#### What you have to do
Print verbatim the lines of the entries from the one containing "Please mark the curved" to the last, inclusive, and no others.

#### Stored rows

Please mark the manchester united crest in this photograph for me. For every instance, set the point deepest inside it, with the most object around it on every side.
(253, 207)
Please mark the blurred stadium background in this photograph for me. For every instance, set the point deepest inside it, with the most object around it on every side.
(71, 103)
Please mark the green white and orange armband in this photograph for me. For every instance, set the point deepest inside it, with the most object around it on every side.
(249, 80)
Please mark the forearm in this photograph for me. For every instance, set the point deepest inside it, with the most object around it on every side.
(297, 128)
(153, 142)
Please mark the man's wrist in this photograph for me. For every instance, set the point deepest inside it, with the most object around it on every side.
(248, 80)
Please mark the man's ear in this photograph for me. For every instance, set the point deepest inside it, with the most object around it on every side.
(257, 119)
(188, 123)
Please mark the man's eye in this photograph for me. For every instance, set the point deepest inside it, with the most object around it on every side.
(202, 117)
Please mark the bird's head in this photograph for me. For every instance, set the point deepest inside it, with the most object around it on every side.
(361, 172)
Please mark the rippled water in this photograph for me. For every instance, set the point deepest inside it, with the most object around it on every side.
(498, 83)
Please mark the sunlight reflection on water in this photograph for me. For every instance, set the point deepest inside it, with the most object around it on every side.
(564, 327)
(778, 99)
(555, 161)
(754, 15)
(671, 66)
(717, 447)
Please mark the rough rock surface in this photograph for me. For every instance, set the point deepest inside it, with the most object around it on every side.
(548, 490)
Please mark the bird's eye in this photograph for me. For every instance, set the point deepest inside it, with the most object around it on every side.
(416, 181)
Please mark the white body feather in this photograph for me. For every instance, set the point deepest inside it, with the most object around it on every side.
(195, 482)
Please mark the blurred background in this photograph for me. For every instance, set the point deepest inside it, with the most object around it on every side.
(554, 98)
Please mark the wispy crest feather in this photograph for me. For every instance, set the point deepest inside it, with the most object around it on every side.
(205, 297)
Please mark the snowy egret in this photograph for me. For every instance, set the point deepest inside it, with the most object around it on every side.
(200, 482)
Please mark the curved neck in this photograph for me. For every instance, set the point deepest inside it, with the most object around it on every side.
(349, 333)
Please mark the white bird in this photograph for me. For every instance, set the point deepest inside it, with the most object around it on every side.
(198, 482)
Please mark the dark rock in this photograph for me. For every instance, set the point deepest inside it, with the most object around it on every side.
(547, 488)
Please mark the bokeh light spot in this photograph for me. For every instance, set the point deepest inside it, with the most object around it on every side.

#### Result
Please mark the curved neck in this photograph for me. For every instance, set the point deepest inside it, with the most object around it on every side.
(349, 333)
Please mark the white bird in this photograph for me. For every instance, set the point deepest inside it, with the most object around it on every side.
(198, 482)
Please mark the dark rock in this photograph for me. For every instance, set the point deepest inside it, with the most object around it on every side.
(547, 488)
Please mark the bokeh light spot in this photograph for me. For every instance, set the point deepest inside it, with the most object around it on every side.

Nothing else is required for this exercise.